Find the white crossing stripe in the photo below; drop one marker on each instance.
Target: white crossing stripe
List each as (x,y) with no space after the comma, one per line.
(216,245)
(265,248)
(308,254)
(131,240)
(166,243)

◆ WRITTEN TASK ◆
Add 18 to each number in the coordinates of the listing above, and write out every line of the listing again, including the request lines.

◆ REPLY TO THE EXERCISE ◆
Find the white crossing stripe in the photo below; drop one marker on each instance.
Target: white crossing stripe
List each as (x,y) with no space after the comma, one per line.
(234,263)
(283,266)
(326,272)
(149,258)
(184,261)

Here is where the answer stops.